TEXT PROVIDED:
------------------------------------------------
Mechanism-Guided Design of Metal–Organic Framework Composites for Selective Photooxidation of a Mustard Gas Simulant under Solvent-Free Conditions

Photoactive metal–organic frameworks (MOFs) and their derivatives have shown great promise for the degradation of mustard gas and its simulants (e.g., 2-chloroethyl ethyl sulfide or CEES) by selectively oxidizing these toxic organic sulfides to less toxic sulfoxide products under visible or ultraviolet (UV) light. However, these reactions must be conducted in specific solvents (e.g., methanol) to achieve satisfactory selectivity of sulfoxide, which limits the use of MOFs in protective gears. Our mechanistic study shows that during the photooxidation of CEES, the stabilization of a putative persulfoxide intermediate with hydrogen-bond donors was crucial for the formation of sulfoxide. Based on this discovery, we developed a series of MOF/textile composites containing various hydrogen-bond donor additives for selective photooxidation of organic sulfides under solvent-free conditions. With a 3 mol % catalyst loading, our best-performing composite degraded all CEES within 15 min in oxygen under blue LEDs without solvents, featuring a reaction half-life of 4.4 min and a sulfoxide selectivity of 91%. Under the same condition, the pristine MOF-525 powders only converted 30% CEES after 15 min and showed a 58% sulfoxide selectivity in the final products. Remarkably, this composite also achieved rapid, selective, and solvent-free degradation of CEES utilizing air and simulated sunlight with excellent stability and reusability. This work demonstrates that selective photooxidation of organic sulfides can be achieved without organic solvents under near-practical conditions. The MOF textile composites developed here can be potentially implemented in protective masks and suits against mustard gas.
------------------------------------------------
STUDY QUESTIONS:
a. List every kind of light or light source that the MOF composite abstract mentions.
b. According to the MOF composite abstract, what percentage of CEES did the pristine MOF-525 powders convert after 15 minutes?
You won't need the records that come after this abstract.
------------------------------------------------
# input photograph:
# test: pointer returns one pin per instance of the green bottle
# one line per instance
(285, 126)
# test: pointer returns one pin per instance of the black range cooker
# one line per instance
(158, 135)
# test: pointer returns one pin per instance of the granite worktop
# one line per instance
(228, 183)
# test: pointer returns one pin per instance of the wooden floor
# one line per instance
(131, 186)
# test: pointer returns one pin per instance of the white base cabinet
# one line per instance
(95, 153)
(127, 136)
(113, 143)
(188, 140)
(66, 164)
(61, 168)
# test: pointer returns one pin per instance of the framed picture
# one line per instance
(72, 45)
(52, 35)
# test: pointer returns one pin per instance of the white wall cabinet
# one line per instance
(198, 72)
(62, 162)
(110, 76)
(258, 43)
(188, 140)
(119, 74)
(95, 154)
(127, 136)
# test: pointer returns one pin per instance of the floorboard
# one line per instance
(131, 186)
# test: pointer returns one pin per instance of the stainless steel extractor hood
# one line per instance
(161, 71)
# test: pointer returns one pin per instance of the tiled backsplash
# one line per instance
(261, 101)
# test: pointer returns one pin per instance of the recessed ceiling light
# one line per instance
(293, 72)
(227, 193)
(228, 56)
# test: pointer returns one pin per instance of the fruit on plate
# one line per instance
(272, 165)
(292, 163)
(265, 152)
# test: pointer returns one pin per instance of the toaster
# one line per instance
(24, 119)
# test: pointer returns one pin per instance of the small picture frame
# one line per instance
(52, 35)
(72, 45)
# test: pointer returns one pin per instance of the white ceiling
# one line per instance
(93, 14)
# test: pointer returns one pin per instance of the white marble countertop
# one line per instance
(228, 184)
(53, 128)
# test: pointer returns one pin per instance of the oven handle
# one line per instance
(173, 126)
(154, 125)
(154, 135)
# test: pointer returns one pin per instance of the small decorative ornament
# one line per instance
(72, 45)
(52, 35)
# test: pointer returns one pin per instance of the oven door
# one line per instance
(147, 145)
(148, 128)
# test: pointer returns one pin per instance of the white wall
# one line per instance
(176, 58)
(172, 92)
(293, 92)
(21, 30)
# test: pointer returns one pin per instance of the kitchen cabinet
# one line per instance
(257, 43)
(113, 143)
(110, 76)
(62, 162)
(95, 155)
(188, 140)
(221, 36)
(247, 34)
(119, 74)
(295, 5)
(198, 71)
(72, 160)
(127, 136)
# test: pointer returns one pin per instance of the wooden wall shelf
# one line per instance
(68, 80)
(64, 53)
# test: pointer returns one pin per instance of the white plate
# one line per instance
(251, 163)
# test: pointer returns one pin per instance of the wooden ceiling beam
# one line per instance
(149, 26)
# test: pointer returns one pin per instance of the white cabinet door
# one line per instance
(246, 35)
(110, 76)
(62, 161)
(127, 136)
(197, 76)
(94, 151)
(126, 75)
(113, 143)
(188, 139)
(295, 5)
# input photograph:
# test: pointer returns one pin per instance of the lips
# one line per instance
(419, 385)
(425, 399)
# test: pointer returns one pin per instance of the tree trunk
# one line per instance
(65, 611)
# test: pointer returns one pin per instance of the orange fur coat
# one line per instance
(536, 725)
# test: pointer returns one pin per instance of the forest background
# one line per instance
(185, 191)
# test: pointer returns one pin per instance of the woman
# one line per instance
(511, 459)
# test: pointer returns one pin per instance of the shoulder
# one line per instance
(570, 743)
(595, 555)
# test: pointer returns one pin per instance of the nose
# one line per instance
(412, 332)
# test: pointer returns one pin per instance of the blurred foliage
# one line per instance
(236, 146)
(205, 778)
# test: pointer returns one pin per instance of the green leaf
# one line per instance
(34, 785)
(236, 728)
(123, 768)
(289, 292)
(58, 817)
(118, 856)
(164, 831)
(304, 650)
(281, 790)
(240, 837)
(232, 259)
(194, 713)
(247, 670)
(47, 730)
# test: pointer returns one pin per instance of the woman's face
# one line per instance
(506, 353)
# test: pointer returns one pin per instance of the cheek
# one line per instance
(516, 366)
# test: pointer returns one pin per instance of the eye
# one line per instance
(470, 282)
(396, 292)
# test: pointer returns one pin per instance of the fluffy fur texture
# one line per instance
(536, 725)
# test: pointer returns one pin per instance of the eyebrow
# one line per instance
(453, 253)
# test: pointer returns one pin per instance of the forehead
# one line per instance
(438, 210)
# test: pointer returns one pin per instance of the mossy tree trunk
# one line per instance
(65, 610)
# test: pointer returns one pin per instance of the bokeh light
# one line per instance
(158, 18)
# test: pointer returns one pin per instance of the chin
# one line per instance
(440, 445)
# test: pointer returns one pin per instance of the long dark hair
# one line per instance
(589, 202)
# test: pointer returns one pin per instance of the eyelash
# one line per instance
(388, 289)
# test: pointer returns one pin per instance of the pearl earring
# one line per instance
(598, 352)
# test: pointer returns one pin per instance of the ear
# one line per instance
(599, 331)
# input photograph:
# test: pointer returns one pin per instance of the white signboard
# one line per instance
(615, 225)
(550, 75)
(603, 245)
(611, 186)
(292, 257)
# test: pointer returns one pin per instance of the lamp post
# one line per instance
------------------------------------------------
ANSWERS FOR EACH ITEM:
a. Visible light, ultraviolet (UV) light, blue LEDs, simulated sunlight

b. 30%